Task set:
1. In the blog post about the old unit called a "line," what pattern does the writer give to support the idea that a "line" first meant the thickness of an archer's bowstring?
2. Translate this sentence from the blog post on the "line" unit into Spanish: "Note that in the 123 sequence, Roman numerals are vertical lines, Chinese numerals are horizontal lines and Indi-Arabic numerals are vertical cursively attached lines."

Wednesday, August 10, 2011

The Line of the Archer, the Biologist & the Polymath

At Catalogue of Organisms biology blog, [http://coo.fieldofscience.com/2011/08/red-lined-wings-of-south-america.html?showComment=1312665778549#comment-c4532519180935840235 ] I made a comment regarding the original measure of the word "line", following his description : "A 'line' is a unit of measurement used by a number of 18th and 19th century biologists. The exact length of a line seems to have varied somewhat between countries (see this page for explanations), though it seems to have generally been a little more than 2 mm. Linnaeus apparently defined a line in the introduction to Philosophia Botanica as the length of a lunule (the white half-moon at the base of a fingernail) on any finger other than the thumb." (italics mine)

my comment: perhaps originally 'line' represented the diameter or thickness of a taut bowstring on an archer's bow? I'd think it fits in this way:




L-ine singlet, a-lign (ligament/tendon) (parallel fiber, straight or single coil)


Tw-ine duplet, div-ide, twisted lines -> X (double helix)


Tr-ine triplet, tri-plait, braided lines -> * (offset & interwoven)







See the picture in my earlier post here: http://the-arc-ddeden.blogspot.com/2010/05/archae-numeric.html




Note that in the 123 sequence, Roman numerals are vertical lines, Chinese numerals are horizontal lines and Indi-Arabic numerals are vertical cursively attached lines.




Per Bucky Fuller, there are no mathematically straight lines in nature, there are only progressively less non-straight lines as vector edges between and enclosing events.

Dataset records:
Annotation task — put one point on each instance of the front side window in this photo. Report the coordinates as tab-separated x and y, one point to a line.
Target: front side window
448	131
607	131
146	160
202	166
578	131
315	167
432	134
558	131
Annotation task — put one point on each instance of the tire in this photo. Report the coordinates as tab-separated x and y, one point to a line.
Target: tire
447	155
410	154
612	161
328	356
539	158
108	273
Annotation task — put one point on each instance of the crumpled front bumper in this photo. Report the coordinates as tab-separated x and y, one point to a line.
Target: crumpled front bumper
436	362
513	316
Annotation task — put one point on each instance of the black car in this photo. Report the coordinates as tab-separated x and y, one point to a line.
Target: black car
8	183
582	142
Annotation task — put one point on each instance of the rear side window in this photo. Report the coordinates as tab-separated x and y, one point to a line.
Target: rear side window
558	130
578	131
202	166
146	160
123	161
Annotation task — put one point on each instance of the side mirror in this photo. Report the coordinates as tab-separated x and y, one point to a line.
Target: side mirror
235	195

--

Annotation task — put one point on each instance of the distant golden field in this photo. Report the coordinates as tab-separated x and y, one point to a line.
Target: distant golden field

Solved problems:
1. The writer arranges three words by the number of strands. A line is a single strand, like a ligament or tendon with parallel fibers. Twine is two twisted lines, like a double helix. Trine is three braided lines, offset and interwoven.

2. Observe que en la secuencia 123, los números romanos son líneas verticales, los números chinos son líneas horizontales y los números indoarábigos son líneas verticales unidas de forma cursiva.